─── EXERCISE INPUTS
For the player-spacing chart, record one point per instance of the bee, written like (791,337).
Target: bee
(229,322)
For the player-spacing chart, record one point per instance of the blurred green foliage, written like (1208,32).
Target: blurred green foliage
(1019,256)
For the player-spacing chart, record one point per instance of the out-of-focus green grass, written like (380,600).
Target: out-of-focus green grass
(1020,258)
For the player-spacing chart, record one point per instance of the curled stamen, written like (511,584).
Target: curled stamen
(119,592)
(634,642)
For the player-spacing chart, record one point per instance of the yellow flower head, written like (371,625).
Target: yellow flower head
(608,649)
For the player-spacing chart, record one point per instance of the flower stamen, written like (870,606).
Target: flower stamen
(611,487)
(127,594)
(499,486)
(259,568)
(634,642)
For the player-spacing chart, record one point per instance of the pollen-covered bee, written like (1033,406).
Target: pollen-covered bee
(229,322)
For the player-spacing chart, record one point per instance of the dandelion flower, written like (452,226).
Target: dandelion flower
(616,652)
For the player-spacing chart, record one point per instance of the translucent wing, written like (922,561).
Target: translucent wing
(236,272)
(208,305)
──────
DIRECTIONS FOR THIS TASK: Once you have read the entries, write them out again without altering a single character.

YOUR SOLUTION:
For the player-spacing chart, record one point per instance of the bee, written like (791,337).
Target: bee
(229,322)
For the player-spacing chart, record one point per instance of the blurred green foliage, written like (1208,32).
Target: blurred green foliage
(1019,256)
For the player-spacing chart, record one point per instance of the out-of-focus green grass, written like (380,600).
Target: out-of-focus green grass
(1020,258)
For the player-spacing chart, record one point per instance of the curled stamen, written like (511,584).
Target: curled stamen
(119,592)
(634,642)
For the player-spacing chart, record one point per instance of the yellow flower head, written like (371,625).
Target: yellow flower head
(608,649)
For the player-spacing chart, record one point per instance of the flower stamen, written like (870,606).
Target: flower stamen
(611,487)
(127,594)
(499,486)
(259,568)
(634,642)
For the player-spacing chart, record one point per instance of the pollen-covered bee, written like (1033,406).
Target: pollen-covered bee
(229,322)
For the player-spacing chart, record one point per instance of the dandelion flower, written like (452,226).
Target: dandelion flower
(616,652)
For the player-spacing chart, record one point per instance of the translucent wing, written like (922,561).
Target: translucent wing
(236,272)
(208,305)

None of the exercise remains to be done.